*Task prompt*
Count the lines in the following data that include "target". Please write only the number.

*** Opening of Extracted data ***

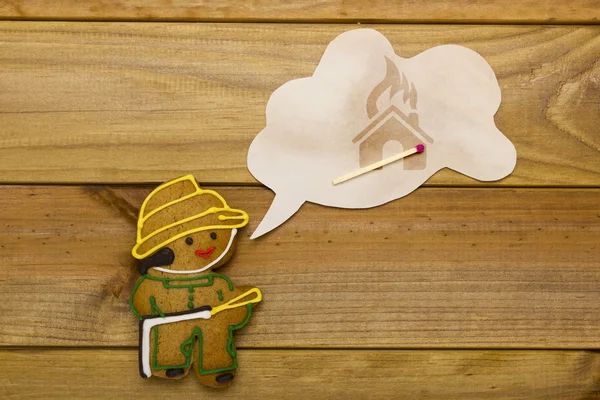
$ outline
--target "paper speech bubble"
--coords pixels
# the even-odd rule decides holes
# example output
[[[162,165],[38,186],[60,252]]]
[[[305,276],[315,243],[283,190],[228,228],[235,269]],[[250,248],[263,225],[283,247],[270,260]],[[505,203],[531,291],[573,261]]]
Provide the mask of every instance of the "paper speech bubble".
[[[507,176],[517,154],[494,124],[499,106],[494,71],[470,49],[438,46],[402,58],[373,29],[339,35],[312,77],[285,83],[269,99],[248,169],[276,196],[251,238],[284,223],[305,201],[375,207],[442,168],[481,181]],[[425,152],[332,184],[419,143]]]

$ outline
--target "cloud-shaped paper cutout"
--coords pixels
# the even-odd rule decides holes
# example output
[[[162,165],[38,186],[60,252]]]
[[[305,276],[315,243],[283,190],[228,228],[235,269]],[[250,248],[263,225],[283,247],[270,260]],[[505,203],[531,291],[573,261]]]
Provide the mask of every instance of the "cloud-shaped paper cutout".
[[[312,77],[285,83],[269,99],[248,169],[276,197],[252,238],[305,201],[374,207],[406,196],[443,168],[481,181],[507,176],[516,150],[494,123],[499,106],[494,71],[470,49],[438,46],[406,59],[373,29],[339,35]],[[417,143],[424,153],[332,184]]]

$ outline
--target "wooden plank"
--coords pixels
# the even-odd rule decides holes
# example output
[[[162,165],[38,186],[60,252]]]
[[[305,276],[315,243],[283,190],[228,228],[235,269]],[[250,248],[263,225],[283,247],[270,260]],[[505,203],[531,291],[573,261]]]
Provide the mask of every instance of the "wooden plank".
[[[144,380],[137,352],[2,350],[3,399],[599,399],[585,351],[246,350],[233,386]]]
[[[600,190],[419,189],[371,210],[307,204],[220,271],[264,293],[241,347],[598,348]],[[0,187],[0,344],[135,346],[128,298],[149,188]]]
[[[0,182],[254,184],[265,104],[349,25],[0,23]],[[499,77],[515,172],[600,184],[600,27],[377,25],[403,56],[458,43]],[[428,184],[480,185],[452,171]]]
[[[598,0],[7,0],[0,18],[50,20],[598,23]]]

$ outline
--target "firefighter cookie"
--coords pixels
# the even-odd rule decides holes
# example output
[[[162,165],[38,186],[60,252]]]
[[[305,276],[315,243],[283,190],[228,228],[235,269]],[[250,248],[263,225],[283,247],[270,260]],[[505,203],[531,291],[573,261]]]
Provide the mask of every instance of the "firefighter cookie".
[[[132,250],[142,277],[130,299],[140,321],[142,377],[180,379],[193,368],[206,386],[231,384],[238,367],[234,332],[262,295],[213,271],[229,261],[247,223],[248,214],[201,189],[192,175],[148,195]]]

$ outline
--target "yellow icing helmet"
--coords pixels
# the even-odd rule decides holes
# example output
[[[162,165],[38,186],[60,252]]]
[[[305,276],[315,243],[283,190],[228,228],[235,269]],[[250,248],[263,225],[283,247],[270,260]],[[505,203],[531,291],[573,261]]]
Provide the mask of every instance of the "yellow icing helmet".
[[[141,260],[186,235],[214,229],[241,228],[245,211],[230,208],[213,190],[203,190],[193,175],[163,183],[144,200],[131,254]]]

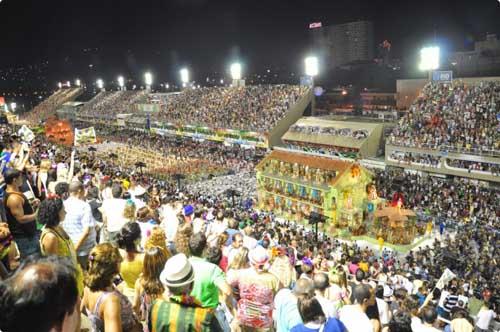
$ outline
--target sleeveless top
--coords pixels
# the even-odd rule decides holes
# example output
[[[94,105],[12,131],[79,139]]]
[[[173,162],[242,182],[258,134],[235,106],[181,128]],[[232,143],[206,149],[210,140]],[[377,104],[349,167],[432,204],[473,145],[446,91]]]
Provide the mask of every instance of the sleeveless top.
[[[27,223],[20,223],[17,221],[16,217],[12,214],[9,207],[7,207],[7,202],[11,195],[21,196],[23,199],[23,212],[24,215],[33,214],[33,208],[31,207],[30,202],[24,196],[23,193],[20,192],[5,192],[4,197],[4,205],[5,205],[5,215],[7,217],[7,224],[9,225],[10,233],[14,238],[22,238],[22,237],[33,237],[36,234],[36,222],[30,221]]]
[[[64,232],[64,230],[61,230],[59,226],[52,228],[52,227],[46,227],[44,226],[42,228],[42,235],[40,237],[40,251],[42,252],[42,255],[47,256],[47,253],[45,252],[42,243],[43,239],[47,234],[53,234],[57,238],[57,256],[60,257],[68,257],[71,259],[71,262],[73,263],[73,266],[76,268],[76,284],[78,286],[78,293],[80,296],[83,295],[83,271],[82,268],[80,267],[80,264],[78,264],[77,258],[76,258],[76,251],[75,251],[75,246],[73,245],[73,242],[69,238],[69,236]]]
[[[123,331],[136,331],[137,326],[140,325],[137,317],[134,314],[132,309],[132,304],[130,301],[118,291],[113,292],[102,292],[102,294],[97,299],[94,310],[89,312],[89,320],[92,324],[92,332],[104,332],[104,319],[99,316],[99,311],[101,304],[108,298],[110,295],[116,295],[120,299],[120,312],[122,319],[122,330]]]
[[[135,282],[142,273],[143,261],[142,255],[136,254],[134,260],[127,261],[124,259],[120,265],[120,276],[125,282],[123,293],[128,297],[135,295]]]

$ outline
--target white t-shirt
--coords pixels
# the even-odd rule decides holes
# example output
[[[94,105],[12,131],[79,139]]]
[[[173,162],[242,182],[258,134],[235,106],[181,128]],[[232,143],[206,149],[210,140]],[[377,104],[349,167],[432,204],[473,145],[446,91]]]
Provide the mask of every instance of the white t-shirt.
[[[490,326],[490,322],[495,318],[495,312],[493,310],[480,310],[477,313],[476,326],[482,330],[487,330]]]
[[[101,211],[103,217],[106,217],[108,232],[118,232],[127,222],[123,216],[125,204],[126,201],[121,198],[105,199],[102,202]]]
[[[357,305],[346,305],[340,309],[339,319],[349,332],[373,332],[370,319]]]
[[[389,321],[391,320],[390,313],[391,311],[389,310],[389,304],[385,302],[382,299],[376,298],[377,301],[377,307],[378,307],[378,314],[380,317],[380,324],[386,325],[389,324]]]

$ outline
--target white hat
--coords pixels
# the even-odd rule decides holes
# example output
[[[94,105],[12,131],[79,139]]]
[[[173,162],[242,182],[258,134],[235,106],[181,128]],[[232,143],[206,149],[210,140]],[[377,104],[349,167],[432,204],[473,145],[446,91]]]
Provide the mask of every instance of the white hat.
[[[261,246],[257,246],[255,249],[250,250],[248,258],[252,265],[258,267],[264,267],[269,262],[267,250]]]
[[[171,257],[160,274],[160,281],[165,286],[182,287],[194,281],[194,271],[186,255],[177,254]]]

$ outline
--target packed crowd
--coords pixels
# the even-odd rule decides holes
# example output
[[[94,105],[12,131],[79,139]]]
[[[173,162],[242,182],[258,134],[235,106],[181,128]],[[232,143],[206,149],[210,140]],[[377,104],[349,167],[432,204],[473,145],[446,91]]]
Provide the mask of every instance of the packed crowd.
[[[255,85],[184,90],[169,96],[158,119],[177,125],[267,132],[305,89],[295,85]]]
[[[500,165],[495,163],[481,163],[469,160],[458,160],[458,159],[446,159],[446,163],[450,167],[464,168],[469,172],[472,171],[483,171],[491,172],[493,175],[500,174]]]
[[[73,101],[81,92],[81,88],[57,90],[49,98],[38,104],[33,111],[28,114],[27,119],[38,123],[40,120],[46,120],[51,116],[55,116],[58,108],[68,101]]]
[[[500,82],[427,84],[392,133],[391,143],[500,150]]]
[[[485,183],[465,178],[443,179],[388,168],[375,170],[380,196],[402,193],[404,205],[450,225],[500,227],[500,192]]]
[[[441,158],[431,154],[393,152],[391,153],[391,159],[396,160],[399,163],[421,164],[429,167],[438,167]]]
[[[233,206],[231,178],[179,190],[3,141],[3,332],[487,331],[498,313],[499,193],[477,183],[377,174],[381,197],[461,226],[402,256]]]
[[[103,91],[85,104],[80,110],[80,114],[115,120],[117,114],[136,112],[135,104],[145,99],[146,92],[143,90]]]

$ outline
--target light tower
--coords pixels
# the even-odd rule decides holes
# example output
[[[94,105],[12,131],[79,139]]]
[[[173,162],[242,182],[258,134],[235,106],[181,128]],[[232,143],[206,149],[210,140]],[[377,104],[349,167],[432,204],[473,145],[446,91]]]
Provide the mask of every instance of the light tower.
[[[125,87],[125,79],[123,76],[118,76],[118,86],[120,87],[120,91],[125,91],[127,88]]]
[[[102,79],[98,79],[97,82],[96,82],[96,85],[97,85],[97,88],[101,91],[106,91],[104,89],[104,81]]]
[[[188,84],[189,84],[189,70],[187,68],[182,68],[179,71],[179,73],[181,75],[182,87],[186,88],[188,86]]]
[[[153,75],[150,72],[144,74],[144,83],[146,83],[146,91],[151,92],[151,85],[153,85]]]
[[[432,80],[432,72],[439,69],[439,47],[429,46],[420,50],[420,63],[418,69],[428,71],[429,81]]]
[[[233,79],[232,86],[245,86],[245,81],[241,79],[241,64],[235,62],[229,67],[231,78]]]

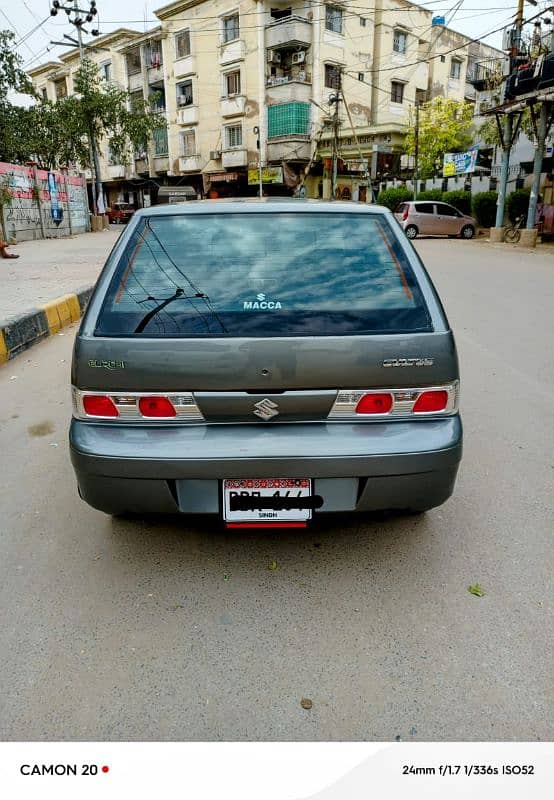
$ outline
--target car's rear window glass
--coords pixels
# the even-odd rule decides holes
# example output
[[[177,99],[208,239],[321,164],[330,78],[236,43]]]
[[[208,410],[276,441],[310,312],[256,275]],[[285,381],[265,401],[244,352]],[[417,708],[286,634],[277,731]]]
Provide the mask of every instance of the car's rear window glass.
[[[435,206],[433,203],[418,203],[415,210],[418,214],[434,214]]]
[[[384,216],[223,213],[140,220],[101,336],[334,336],[431,330]]]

*** Close of Extracted data ***

*Answer to this task*
11